Text section:

+ + + + +

As you may have heard, there is a pretty big sporting event going on this weekend. And while gambling sites (if such sites were legal!) have the odds in favor of Peyton Manning or Marshawn Lynch to win Super Bowl MVP, the unsung MVP of this weekend’s game is pretty clearly the material handling and logistics industry.
A couple of years ago, when the Super Bowl was in Dallas, I had the opportunity to speak with some of the employees at Cowboys Stadium as they prepared for the game. One common theme that I have heard about our industry is that we’re the industry that makes the world go ’round. Never has that point resonated more for me than when I wrote that story. At the time, Cowboys Stadium, just like the new Meadowlands (aka MetLife Stadium, a waste of sponsorship dollars if there ever was one), was a brand new stadium, and an absolute spectacle.
The most recognized attribute of the stadium is the massive video board that hangs over the field, measuring 152 ft.-by-72 ft. and weighing 600 tons. The screen requires a hoist system to provide control when it is raised and lowered and to prevent swaying when the enormous end zone doors are opened. The board is supported by specially manufactured wire rope.

+ + + + +

Records supplied:
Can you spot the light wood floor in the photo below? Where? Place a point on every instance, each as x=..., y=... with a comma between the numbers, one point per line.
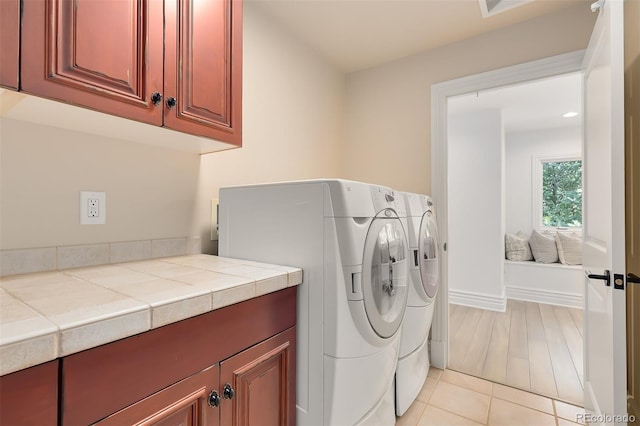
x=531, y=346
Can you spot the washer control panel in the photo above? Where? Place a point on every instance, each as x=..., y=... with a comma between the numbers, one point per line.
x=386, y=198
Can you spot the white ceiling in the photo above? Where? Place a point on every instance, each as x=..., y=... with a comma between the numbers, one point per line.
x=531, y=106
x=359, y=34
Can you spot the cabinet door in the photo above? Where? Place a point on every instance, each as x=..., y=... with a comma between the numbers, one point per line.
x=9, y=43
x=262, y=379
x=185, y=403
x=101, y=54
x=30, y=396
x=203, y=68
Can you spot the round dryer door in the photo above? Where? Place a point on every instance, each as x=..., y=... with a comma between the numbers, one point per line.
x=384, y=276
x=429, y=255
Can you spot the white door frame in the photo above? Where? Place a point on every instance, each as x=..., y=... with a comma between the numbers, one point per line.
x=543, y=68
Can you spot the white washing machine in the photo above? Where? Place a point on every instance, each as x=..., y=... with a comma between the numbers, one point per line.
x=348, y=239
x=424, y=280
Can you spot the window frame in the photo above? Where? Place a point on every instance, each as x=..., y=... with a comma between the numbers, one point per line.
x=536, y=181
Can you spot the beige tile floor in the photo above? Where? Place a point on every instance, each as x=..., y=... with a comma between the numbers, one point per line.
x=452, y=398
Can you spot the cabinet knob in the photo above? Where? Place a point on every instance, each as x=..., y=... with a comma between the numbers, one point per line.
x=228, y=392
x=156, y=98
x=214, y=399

+ + + + +

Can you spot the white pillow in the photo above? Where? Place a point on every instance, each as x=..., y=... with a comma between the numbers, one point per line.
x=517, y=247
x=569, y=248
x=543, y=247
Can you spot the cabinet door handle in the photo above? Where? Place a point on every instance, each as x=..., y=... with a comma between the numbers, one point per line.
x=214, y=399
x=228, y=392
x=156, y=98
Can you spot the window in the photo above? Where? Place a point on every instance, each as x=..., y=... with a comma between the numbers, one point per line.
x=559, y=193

+ + + + +

What to do:
**A.** From the Super Bowl logistics text, list every measurement given for the video board.
**B.** In the Super Bowl logistics text, rewrite the passage from "A couple of" up to and including "an absolute spectacle.", substituting "the Dallas stadium" for "Cowboys Stadium".

Numbered responses:
**A.**
152 ft.
72 ft.
600 tons

**B.**
A couple of years ago, when the Super Bowl was in Dallas, I had the opportunity to speak with some of the employees at the Dallas stadium as they prepared for the game. One common theme that I have heard about our industry is that we’re the industry that makes the world go ’round. Never has that point resonated more for me than when I wrote that story. At the time, the Dallas stadium, just like the new Meadowlands (aka MetLife Stadium, a waste of sponsorship dollars if there ever was one), was a brand new stadium, and an absolute spectacle.